-- Start EXERCISE INPUTS --

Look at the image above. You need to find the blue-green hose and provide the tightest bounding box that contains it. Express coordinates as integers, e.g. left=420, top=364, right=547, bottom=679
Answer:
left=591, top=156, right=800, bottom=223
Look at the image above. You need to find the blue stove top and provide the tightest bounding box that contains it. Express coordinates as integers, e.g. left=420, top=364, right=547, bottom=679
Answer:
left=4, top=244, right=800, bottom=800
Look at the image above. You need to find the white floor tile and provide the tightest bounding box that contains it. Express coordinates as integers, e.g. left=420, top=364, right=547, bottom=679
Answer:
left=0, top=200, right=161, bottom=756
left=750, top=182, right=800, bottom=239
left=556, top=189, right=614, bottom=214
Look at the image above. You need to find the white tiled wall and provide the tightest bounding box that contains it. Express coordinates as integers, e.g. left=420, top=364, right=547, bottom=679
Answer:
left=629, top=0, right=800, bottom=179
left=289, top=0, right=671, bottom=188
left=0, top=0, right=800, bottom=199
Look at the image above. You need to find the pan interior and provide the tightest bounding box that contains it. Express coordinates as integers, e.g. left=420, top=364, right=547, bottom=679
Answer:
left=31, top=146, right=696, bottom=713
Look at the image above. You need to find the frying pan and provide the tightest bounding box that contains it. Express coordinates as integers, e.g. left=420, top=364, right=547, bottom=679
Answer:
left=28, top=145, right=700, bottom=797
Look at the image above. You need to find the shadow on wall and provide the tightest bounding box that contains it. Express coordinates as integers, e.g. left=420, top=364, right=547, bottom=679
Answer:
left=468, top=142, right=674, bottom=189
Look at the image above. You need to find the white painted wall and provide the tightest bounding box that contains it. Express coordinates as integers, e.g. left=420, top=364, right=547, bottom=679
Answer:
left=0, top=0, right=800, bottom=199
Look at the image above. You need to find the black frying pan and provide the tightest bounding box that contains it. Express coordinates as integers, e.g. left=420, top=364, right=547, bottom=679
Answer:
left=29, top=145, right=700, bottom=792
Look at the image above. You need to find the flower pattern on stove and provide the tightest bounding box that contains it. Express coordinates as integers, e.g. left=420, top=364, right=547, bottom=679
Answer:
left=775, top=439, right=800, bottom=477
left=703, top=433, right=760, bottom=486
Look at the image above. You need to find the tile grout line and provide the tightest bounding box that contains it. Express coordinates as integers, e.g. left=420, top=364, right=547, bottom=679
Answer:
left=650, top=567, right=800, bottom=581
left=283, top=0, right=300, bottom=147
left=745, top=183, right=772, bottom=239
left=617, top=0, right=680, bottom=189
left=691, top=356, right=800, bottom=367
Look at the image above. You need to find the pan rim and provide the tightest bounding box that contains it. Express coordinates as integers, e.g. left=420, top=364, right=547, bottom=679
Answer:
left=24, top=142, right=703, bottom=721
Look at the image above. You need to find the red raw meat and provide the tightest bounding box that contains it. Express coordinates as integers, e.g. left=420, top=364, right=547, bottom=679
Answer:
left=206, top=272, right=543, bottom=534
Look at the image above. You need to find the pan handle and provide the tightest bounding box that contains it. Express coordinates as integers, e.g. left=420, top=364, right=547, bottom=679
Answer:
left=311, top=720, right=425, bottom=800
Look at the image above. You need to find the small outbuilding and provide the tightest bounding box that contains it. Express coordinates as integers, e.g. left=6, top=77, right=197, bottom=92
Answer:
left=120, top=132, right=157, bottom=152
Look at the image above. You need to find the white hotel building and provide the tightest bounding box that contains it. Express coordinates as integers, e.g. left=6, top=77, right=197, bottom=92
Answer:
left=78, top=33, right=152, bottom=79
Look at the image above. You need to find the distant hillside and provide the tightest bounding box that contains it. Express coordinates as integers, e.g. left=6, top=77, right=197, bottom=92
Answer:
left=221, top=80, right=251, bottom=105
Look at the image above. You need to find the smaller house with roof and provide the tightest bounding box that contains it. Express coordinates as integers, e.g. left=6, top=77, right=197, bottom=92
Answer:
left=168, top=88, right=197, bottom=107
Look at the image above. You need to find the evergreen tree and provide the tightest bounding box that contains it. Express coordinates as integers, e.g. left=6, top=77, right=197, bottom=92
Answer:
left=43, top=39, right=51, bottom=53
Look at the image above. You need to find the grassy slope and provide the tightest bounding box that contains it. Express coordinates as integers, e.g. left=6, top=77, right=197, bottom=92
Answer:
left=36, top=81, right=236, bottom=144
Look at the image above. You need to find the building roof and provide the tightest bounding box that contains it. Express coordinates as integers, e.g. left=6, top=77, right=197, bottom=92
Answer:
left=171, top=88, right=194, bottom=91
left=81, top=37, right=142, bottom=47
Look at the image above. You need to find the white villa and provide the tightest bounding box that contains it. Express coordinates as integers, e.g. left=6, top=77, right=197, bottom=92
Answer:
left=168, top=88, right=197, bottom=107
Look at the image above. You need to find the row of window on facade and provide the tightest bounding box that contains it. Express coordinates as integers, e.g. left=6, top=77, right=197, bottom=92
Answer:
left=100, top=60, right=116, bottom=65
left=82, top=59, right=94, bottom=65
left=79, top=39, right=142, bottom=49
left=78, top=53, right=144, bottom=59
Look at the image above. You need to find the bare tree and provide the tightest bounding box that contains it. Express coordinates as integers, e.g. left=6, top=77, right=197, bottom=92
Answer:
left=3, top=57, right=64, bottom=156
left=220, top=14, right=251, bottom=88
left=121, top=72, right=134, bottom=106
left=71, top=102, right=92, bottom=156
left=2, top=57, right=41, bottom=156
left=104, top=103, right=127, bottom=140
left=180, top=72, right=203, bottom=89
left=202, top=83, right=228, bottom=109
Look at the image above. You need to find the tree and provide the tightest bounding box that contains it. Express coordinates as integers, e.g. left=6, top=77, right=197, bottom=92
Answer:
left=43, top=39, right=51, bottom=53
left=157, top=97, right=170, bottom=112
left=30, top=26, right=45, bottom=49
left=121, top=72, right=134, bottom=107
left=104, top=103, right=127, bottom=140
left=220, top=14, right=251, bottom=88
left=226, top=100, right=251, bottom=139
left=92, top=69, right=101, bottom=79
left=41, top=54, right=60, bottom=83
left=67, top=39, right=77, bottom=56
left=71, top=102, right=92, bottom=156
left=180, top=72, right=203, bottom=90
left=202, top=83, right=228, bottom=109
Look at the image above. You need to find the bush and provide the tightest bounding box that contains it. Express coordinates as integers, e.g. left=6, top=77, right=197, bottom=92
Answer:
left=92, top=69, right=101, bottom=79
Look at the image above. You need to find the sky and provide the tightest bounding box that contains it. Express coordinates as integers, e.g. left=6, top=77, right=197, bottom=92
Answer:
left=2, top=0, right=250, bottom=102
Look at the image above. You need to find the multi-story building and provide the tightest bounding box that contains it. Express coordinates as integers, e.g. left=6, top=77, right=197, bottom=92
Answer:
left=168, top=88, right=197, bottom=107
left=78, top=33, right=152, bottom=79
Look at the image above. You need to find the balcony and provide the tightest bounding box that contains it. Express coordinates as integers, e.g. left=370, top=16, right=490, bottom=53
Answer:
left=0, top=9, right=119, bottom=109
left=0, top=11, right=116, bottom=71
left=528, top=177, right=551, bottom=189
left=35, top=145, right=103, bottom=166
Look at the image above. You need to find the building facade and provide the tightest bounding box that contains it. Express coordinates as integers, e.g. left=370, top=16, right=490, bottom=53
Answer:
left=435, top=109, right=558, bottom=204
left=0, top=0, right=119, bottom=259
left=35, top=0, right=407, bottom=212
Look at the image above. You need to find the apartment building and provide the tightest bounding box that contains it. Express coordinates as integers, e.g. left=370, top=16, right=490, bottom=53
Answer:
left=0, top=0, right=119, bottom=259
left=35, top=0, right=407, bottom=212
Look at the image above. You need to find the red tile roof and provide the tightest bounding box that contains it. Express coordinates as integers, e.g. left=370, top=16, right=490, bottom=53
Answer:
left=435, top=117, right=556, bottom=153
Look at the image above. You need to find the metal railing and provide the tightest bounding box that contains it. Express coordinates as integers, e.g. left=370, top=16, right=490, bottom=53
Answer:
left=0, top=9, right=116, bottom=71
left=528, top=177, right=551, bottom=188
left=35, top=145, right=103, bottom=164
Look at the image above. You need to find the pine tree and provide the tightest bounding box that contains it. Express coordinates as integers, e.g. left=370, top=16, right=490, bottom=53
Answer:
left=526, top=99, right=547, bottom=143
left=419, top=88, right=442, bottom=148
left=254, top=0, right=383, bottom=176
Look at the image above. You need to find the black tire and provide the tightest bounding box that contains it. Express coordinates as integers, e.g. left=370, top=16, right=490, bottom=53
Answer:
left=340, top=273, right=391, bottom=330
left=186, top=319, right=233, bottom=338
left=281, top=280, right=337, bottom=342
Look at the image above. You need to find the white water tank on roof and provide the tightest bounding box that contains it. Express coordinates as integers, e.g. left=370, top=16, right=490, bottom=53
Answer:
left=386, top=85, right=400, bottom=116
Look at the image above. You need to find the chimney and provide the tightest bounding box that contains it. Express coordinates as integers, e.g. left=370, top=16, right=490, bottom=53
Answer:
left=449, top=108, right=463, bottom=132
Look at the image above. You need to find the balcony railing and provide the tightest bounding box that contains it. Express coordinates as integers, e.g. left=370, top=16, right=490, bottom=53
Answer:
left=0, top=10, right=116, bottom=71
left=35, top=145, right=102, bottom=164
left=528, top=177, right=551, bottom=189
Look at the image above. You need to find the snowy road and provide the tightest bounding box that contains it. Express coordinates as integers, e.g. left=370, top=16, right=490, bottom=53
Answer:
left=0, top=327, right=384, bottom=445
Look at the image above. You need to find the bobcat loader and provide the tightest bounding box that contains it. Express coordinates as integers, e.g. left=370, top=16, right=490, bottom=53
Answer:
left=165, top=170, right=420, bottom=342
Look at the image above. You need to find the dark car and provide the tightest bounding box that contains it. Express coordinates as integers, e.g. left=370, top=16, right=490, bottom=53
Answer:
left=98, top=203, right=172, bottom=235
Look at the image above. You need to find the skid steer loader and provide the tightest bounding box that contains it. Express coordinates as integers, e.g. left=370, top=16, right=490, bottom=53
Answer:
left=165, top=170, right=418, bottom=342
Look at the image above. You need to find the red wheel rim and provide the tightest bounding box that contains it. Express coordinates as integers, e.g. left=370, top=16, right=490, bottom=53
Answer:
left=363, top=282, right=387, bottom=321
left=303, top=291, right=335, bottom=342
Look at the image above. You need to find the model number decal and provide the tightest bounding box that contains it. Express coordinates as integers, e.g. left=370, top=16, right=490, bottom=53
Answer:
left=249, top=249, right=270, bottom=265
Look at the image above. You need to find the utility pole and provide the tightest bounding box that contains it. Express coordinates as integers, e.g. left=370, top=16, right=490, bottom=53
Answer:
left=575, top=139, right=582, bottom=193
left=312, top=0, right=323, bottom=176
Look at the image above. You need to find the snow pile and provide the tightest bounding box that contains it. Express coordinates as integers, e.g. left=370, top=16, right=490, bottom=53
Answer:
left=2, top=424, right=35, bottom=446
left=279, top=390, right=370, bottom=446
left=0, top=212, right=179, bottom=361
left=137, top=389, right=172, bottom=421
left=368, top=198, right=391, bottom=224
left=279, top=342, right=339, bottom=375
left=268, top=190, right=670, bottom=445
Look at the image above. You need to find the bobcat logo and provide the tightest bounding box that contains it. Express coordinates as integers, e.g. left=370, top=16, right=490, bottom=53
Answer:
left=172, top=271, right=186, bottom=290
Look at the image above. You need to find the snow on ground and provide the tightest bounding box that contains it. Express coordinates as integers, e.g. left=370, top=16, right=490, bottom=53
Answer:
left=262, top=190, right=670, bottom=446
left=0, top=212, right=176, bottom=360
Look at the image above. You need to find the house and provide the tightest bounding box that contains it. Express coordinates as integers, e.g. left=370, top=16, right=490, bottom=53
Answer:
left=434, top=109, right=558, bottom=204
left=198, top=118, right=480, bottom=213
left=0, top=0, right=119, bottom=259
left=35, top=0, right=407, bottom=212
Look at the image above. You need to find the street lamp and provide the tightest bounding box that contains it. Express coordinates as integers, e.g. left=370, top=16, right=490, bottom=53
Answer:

-- End EXERCISE INPUTS --

**TASK REQUIREMENTS**
Write out, unchanged, the stretch of the items above from the line containing "Look at the image above. You need to find the model" through the line containing "left=249, top=249, right=270, bottom=265", with both of those lines included.

**SOLUTION FOR THIS PROBLEM**
Look at the image above. You need to find the model number decal and provide the tightest bounding box that contains it. Express coordinates as integers, e.g. left=370, top=16, right=490, bottom=53
Answer:
left=249, top=249, right=270, bottom=265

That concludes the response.